━━ Stored data

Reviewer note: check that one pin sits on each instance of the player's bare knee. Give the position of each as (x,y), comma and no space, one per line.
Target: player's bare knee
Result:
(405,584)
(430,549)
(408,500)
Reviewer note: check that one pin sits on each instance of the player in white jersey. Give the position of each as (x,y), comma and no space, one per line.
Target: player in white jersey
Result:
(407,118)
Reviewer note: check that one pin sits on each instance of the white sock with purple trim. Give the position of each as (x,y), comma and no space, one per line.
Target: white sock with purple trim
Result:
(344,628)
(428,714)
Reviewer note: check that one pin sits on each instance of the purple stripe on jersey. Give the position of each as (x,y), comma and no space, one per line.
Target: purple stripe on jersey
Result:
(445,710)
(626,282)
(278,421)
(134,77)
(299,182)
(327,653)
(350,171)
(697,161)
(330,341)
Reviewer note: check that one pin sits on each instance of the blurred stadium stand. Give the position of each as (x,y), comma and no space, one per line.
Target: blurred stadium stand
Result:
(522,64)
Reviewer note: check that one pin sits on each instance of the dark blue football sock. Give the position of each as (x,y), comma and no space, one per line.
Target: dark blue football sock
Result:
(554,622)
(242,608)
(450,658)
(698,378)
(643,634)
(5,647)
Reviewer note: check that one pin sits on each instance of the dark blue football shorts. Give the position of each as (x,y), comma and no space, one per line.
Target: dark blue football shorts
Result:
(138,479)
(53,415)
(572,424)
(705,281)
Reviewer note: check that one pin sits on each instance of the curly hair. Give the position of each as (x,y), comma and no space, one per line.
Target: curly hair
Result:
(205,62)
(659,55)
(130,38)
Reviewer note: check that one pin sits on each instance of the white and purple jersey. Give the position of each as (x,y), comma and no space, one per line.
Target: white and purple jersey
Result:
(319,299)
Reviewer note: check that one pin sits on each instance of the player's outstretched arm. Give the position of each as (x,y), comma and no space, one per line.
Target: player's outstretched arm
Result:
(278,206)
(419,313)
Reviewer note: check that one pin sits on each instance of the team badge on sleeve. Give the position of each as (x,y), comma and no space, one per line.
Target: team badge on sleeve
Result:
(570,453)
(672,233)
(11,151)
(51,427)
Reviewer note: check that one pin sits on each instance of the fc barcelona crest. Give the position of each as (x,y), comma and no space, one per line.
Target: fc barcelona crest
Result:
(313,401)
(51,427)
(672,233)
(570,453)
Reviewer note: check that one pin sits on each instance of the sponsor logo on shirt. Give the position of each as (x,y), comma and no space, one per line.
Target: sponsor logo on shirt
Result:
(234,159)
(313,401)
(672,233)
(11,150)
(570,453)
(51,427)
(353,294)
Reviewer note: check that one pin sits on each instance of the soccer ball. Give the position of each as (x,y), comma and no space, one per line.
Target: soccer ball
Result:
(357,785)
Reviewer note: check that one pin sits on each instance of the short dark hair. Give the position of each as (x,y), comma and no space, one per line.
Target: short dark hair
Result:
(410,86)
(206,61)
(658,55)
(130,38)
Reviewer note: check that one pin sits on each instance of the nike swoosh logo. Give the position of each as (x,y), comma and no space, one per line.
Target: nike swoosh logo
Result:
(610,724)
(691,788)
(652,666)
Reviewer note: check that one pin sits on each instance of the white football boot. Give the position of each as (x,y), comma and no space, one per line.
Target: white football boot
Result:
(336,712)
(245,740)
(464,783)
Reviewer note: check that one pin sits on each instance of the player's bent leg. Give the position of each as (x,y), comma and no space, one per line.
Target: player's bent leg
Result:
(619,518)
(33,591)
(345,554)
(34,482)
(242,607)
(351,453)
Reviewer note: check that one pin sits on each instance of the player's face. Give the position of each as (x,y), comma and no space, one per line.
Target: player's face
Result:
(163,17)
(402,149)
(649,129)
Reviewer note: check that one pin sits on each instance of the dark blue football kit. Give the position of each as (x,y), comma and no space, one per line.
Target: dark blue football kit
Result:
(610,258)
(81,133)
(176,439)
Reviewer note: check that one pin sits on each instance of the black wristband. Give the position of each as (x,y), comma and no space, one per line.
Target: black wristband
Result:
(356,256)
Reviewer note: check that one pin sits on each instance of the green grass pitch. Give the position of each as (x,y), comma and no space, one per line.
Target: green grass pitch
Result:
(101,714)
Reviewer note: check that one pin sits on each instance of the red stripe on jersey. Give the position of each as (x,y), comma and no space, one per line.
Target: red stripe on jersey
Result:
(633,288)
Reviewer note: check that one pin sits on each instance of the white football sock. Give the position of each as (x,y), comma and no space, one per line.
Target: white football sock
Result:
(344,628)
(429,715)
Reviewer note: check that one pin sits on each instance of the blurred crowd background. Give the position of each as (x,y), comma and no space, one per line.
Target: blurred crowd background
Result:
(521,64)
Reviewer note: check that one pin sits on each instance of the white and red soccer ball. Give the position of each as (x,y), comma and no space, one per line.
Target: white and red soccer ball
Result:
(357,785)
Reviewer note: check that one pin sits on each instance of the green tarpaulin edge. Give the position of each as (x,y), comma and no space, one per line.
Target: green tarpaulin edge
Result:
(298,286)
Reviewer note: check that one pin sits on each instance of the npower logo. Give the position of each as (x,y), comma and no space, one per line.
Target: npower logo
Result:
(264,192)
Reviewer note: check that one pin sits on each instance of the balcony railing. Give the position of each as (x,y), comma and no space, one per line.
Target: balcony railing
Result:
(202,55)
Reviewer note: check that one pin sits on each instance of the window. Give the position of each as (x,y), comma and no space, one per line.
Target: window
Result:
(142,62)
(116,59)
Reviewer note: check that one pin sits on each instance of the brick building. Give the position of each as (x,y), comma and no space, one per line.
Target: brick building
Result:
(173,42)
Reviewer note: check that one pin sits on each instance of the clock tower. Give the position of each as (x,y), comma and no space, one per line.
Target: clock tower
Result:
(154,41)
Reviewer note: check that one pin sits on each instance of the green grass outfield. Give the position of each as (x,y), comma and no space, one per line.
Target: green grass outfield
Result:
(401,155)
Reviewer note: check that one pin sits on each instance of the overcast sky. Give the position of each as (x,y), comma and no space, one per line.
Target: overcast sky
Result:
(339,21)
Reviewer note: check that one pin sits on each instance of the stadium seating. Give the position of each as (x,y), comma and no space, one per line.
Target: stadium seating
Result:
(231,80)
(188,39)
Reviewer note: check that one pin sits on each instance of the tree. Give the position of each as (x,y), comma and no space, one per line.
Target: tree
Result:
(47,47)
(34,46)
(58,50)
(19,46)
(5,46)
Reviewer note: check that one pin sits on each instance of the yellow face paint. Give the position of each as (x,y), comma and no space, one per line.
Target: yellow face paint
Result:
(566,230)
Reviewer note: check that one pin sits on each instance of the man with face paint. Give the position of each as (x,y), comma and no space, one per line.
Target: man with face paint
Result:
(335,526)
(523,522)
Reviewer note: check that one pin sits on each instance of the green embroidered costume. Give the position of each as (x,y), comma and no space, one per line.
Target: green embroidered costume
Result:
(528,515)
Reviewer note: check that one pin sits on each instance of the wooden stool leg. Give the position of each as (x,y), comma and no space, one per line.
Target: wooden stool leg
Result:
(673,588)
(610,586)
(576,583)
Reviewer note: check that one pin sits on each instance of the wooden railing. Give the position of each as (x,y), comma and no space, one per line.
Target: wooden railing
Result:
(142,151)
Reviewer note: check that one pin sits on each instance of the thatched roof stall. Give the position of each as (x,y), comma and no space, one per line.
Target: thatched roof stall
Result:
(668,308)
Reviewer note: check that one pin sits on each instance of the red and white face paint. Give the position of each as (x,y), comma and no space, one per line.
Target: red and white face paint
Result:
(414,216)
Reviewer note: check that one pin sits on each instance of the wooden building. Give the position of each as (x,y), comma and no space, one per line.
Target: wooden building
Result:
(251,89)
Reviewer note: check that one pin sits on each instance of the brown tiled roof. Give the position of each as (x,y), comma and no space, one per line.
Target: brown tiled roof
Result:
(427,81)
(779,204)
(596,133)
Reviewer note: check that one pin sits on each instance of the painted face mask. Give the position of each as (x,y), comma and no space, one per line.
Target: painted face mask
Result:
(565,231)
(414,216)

━━━━

Problem:
Begin at the first line of the entries above and copy every line exactly, ending with the line that contains "Target: purple stripe on jersey".

Task response:
Reviewer note: check that one pin sits on each instance of the player's bare knee. Give the position of each as (x,y), comma and no space, one per line.
Target: player's bare knee
Result:
(405,584)
(430,549)
(408,500)
Reviewer note: check that one pin sits on each instance of the player in white jersey. Give the position of each as (x,y), comma and no space, one per line.
Target: player in white jersey
Result:
(407,118)
Reviewer note: check that one pin sits on each instance of the white sock with purple trim. Give the position of each as (x,y), comma and no space, one per line.
Target: white sock with purple trim
Result:
(344,628)
(428,714)
Reviewer note: check that one pin sits on each instance of the purple stripe on jersey. Give the position of each as (x,y), comma and no space, one per line.
Target: purple stripe on jersey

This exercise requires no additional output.